L’organizzazione pubblica che deve garantire la tutela contro il rischio infortunistico contratto sul lavoro è senza dubbio l’Inail.

Non solo, lo stesso istituto deve anche garantire ad ogni lavoratore assistenza in caso di malattia professionale.

Queste particolari prestazioni sono previste espressamente da appositi istituti normativi, quali il decreto 1124/1965 e il decreto 38/2000. Il legislatore ha espressamente previsto che per malattia professionale deve intendersi qualsiasi malattia di cui sia comunque provata la causa di lavoro.

Ora, per avere una visione più chiara occorre comprendere la posizione dell’Inail sul delicato tema delle patologie psichiche determinate dalle condizioni organizzativo/ambientali di lavoro.

In questo contesto la Sentenza della Corte Costituzionale n. 179/1988 e il contenuto del decreto n. 38/2000 permettono di delineare di parecchio il quadro di riferimento. In effetti, in base all’articolo 10 sono malattie professionali, non solo quelle elencate nelle apposite tabelle di legge, ma anche tutte le altre di cui sia dimostrata la causa lavorativa.

In questi ultimi anni è maturata sempre più la consapevolezza che non è possibile scindere l’organizzazione dei processi produttivi dalla sicurezza e salute nei luoghi di lavoro.

In questo nuovo contesto la nozione di causa lavorativa ora  ricomprende anche quella riconducibile all’organizzazione aziendale delle attività lavorative, così il datore di lavoro e il lavoratore non possono trascurare questo importante aspetto che implica risvolti di tipo sociale quali il mobbing.

L’Inail, con la circolare n. 71 del 17 dicembre 2003, ha voluto meglio specificare l’intera materia.

L’Istituto considera anche i disturbi psichici che possono essere considerati di origine professionale solo se sono causati, o concausati in modo prevalente, da specifiche e particolari condizioni dell’attività e della organizzazione del lavoro.

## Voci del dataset
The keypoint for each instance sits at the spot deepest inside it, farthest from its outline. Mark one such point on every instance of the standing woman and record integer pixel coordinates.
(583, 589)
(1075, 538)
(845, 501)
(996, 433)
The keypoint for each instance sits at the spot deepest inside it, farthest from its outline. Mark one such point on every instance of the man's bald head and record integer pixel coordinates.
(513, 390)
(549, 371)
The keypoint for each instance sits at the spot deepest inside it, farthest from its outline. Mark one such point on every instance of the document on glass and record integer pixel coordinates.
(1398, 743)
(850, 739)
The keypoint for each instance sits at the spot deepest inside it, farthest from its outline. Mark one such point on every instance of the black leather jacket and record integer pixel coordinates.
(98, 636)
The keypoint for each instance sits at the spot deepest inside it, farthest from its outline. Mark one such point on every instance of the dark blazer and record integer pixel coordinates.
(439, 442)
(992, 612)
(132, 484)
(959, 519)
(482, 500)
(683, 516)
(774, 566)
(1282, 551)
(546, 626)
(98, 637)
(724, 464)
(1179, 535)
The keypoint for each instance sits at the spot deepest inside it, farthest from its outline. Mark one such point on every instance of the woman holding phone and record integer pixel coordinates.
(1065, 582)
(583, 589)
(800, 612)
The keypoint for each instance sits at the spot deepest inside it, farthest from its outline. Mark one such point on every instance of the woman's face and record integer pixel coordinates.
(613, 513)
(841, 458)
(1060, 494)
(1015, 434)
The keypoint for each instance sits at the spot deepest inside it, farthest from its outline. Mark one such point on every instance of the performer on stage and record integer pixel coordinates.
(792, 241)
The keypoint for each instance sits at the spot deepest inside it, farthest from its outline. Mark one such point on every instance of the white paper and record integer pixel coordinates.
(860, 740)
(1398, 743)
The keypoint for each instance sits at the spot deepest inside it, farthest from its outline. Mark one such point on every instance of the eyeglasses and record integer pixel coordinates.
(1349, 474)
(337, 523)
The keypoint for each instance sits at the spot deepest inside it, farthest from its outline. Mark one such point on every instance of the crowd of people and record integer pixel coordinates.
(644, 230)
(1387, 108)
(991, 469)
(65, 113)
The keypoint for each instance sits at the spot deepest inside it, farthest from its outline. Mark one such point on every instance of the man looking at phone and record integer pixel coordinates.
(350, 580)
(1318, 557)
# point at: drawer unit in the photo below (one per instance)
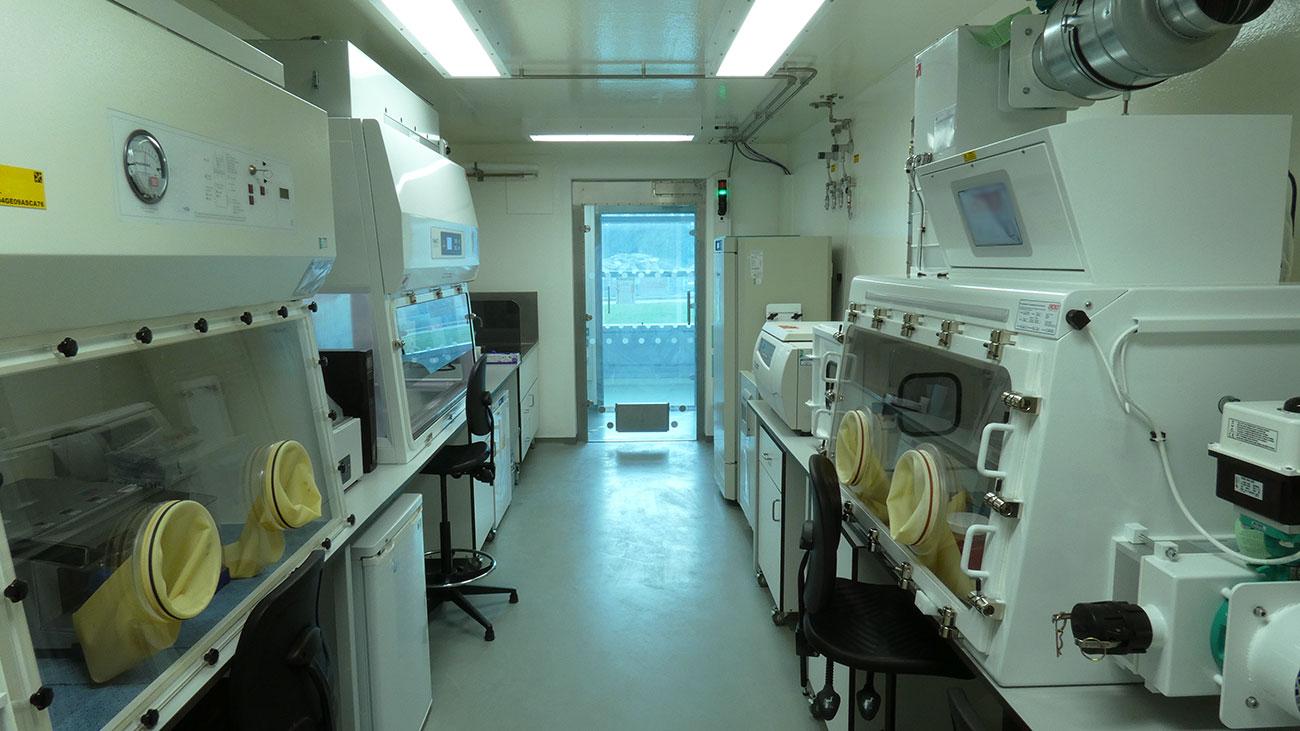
(770, 455)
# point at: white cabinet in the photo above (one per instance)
(505, 488)
(746, 465)
(779, 514)
(529, 419)
(767, 535)
(529, 411)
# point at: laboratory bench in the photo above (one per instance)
(476, 514)
(779, 463)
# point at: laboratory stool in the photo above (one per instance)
(869, 627)
(449, 571)
(278, 677)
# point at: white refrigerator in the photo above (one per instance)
(752, 272)
(395, 678)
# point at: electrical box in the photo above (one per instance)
(961, 96)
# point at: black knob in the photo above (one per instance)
(1110, 627)
(1078, 319)
(16, 591)
(42, 697)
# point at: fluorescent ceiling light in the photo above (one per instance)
(768, 30)
(442, 31)
(612, 137)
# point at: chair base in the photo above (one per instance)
(467, 566)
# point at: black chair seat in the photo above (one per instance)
(456, 459)
(878, 627)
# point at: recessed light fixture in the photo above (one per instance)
(611, 137)
(440, 30)
(768, 30)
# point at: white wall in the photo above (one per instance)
(527, 232)
(1259, 74)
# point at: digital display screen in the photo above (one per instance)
(989, 213)
(453, 245)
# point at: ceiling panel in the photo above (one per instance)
(852, 43)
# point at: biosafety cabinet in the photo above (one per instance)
(163, 423)
(408, 243)
(1006, 427)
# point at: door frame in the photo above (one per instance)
(580, 312)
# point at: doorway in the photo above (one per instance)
(641, 331)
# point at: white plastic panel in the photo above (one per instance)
(79, 263)
(1035, 202)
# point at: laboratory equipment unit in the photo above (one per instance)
(165, 457)
(1027, 436)
(393, 658)
(408, 243)
(750, 273)
(784, 371)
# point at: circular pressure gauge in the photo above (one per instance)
(146, 167)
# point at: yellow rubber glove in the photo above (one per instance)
(170, 575)
(285, 497)
(918, 515)
(857, 461)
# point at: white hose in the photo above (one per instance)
(1121, 388)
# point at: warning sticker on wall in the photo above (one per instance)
(1253, 435)
(1039, 318)
(1248, 487)
(22, 187)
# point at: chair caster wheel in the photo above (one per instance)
(824, 705)
(869, 703)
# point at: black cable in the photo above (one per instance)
(759, 158)
(1292, 178)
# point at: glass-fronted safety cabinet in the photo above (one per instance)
(911, 441)
(151, 496)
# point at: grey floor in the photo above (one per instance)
(679, 393)
(637, 606)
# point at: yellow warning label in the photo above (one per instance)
(22, 187)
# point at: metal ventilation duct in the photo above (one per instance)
(1099, 48)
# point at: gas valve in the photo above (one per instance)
(1106, 627)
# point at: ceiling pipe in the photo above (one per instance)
(797, 78)
(1100, 48)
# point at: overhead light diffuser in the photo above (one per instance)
(611, 137)
(768, 30)
(445, 34)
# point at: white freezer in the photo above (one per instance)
(750, 273)
(394, 677)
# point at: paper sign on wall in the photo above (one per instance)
(22, 187)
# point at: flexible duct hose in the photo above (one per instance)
(1099, 48)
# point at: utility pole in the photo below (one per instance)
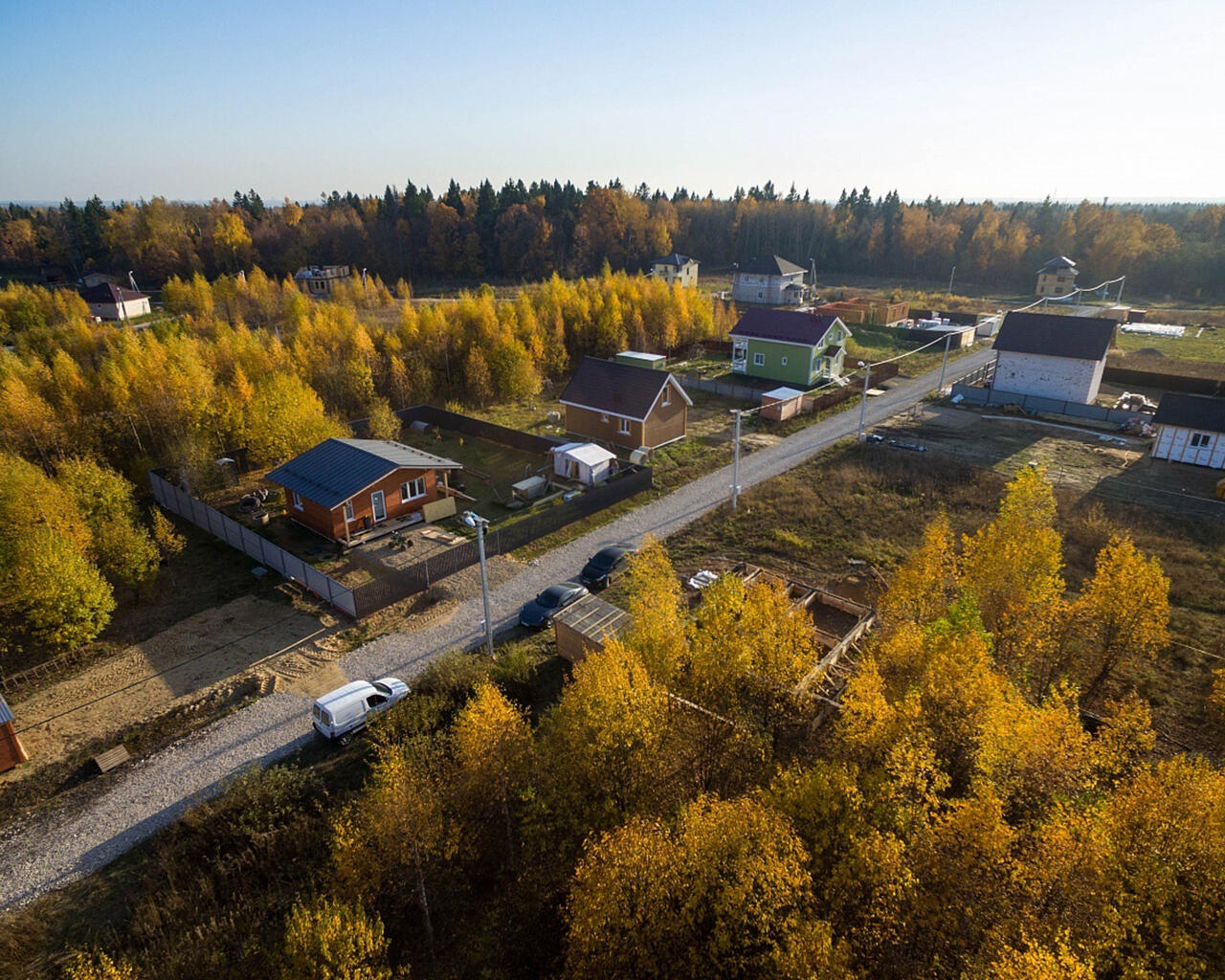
(735, 464)
(944, 364)
(478, 522)
(862, 405)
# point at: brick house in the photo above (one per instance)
(625, 406)
(1051, 355)
(345, 485)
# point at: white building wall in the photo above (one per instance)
(1173, 444)
(1067, 379)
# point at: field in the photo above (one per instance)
(870, 503)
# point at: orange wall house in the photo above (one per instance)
(346, 485)
(625, 406)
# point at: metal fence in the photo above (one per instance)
(246, 541)
(499, 541)
(978, 396)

## ELENCO DEI COMPITI
[1] Risponda brevemente alle seguenti domande sul testo sull'Inail:
(a) Quali due decreti prevedono espressamente le prestazioni per la malattia professionale?
(b) Quale sentenza della Corte Costituzionale viene citata?
(c) Con quale circolare, e in quale data, l'Inail ha specificato meglio la materia?
[2] Trascriva parola per parola il testo sull'Inail, riportando tutto ciò che va da "Queste particolari prestazioni" fino a "causa di lavoro.".
[3] Prosegua il testo sull'Inail a partire dal punto in cui si interrompe.
I dati riportati non hanno alcun legame con il testo.

## ELENCO DELLE RISPOSTE
[1]
(a) Il decreto 1124/1965 e il decreto 38/2000.
(b) La sentenza n. 179/1988.
(c) Con la circolare n. 71 del 17 dicembre 2003.

[2]
Queste particolari prestazioni sono previste espressamente da appositi istituti normativi, quali il decreto 1124/1965 e il decreto 38/2000. Il legislatore ha espressamente previsto che per malattia professionale deve intendersi qualsiasi malattia di cui sia comunque provata la causa di lavoro.

[3]
Si ritiene che tali condizioni ricorrano esclusivamente in presenza di situazioni di incongruenza delle scelte in ambito organizzativo, situazioni definibili con l’espressione costrittività organizzativa.

L’Inail ha provato ad elencare le diverse situazioni di costrittività organizzativa più ricorrenti in un insieme che riveste unicamente un valore orientativo per eventuali situazioni assimilabili.

In questo contesto trova posto la marginalizzazione dalla attività lavorativa, lo svuotamento delle mansioni, la mancata assegnazione dei compiti lavorativi con inattività forzata, la mancata assegnazione degli strumenti di lavoro, i ripetuti trasferimenti ingiustificati, la prolungata attribuzione di compiti dequalificanti rispetto al profilo professionale posseduto, la prolungata attribuzione di compiti esorbitanti o eccessivi anche in relazione a eventuali condizioni di handicap psico-fisici, l’impedimento sistematico e strutturale all’accesso a notizie, l’inadeguatezza strutturale e sistematica delle informazioni inerenti l’ordinaria attività di lavoro, l’esclusione reiterata del lavoratore rispetto ad iniziative formative, di riqualificazione e aggiornamento professionale.

Non solo anche l’esercizio esasperato ed eccessivo di forme di controllo è una fattispecie assimilabile.